- _GIVEN REQUEST_: Pull out each line of the records that contains the string "church", treating uppercase and lowercase letters as different.

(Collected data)
++++++++++

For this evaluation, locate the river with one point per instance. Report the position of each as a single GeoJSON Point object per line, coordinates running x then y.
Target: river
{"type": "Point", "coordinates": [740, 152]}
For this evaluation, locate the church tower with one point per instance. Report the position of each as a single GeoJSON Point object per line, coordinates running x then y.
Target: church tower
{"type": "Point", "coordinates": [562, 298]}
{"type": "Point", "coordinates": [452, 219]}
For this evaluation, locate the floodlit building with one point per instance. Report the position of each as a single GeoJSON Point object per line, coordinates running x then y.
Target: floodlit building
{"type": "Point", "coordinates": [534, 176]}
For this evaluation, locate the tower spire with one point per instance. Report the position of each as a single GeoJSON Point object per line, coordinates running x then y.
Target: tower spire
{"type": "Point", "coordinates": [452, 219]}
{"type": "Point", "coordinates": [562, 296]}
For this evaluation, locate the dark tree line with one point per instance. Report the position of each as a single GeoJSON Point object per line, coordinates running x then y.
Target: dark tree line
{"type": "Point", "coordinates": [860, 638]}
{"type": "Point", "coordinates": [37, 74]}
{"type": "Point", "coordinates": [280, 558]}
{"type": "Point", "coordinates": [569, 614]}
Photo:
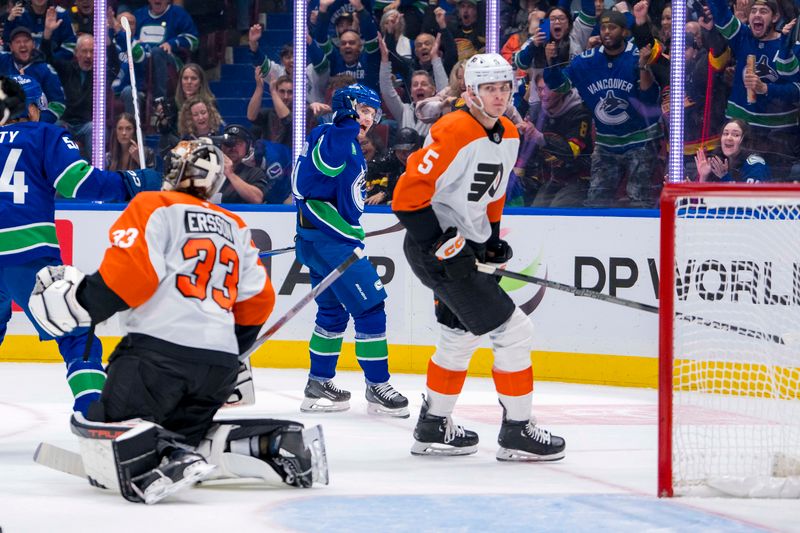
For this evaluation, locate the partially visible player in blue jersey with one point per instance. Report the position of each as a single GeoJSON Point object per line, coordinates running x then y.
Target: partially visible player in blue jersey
{"type": "Point", "coordinates": [37, 160]}
{"type": "Point", "coordinates": [328, 184]}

++++++++++

- _EXERCISE RESULT_:
For this evaluation, locate the church tower with one point per instance. Report the position of each as a single GeoJSON Point object per line, coordinates running x then y.
Target: church tower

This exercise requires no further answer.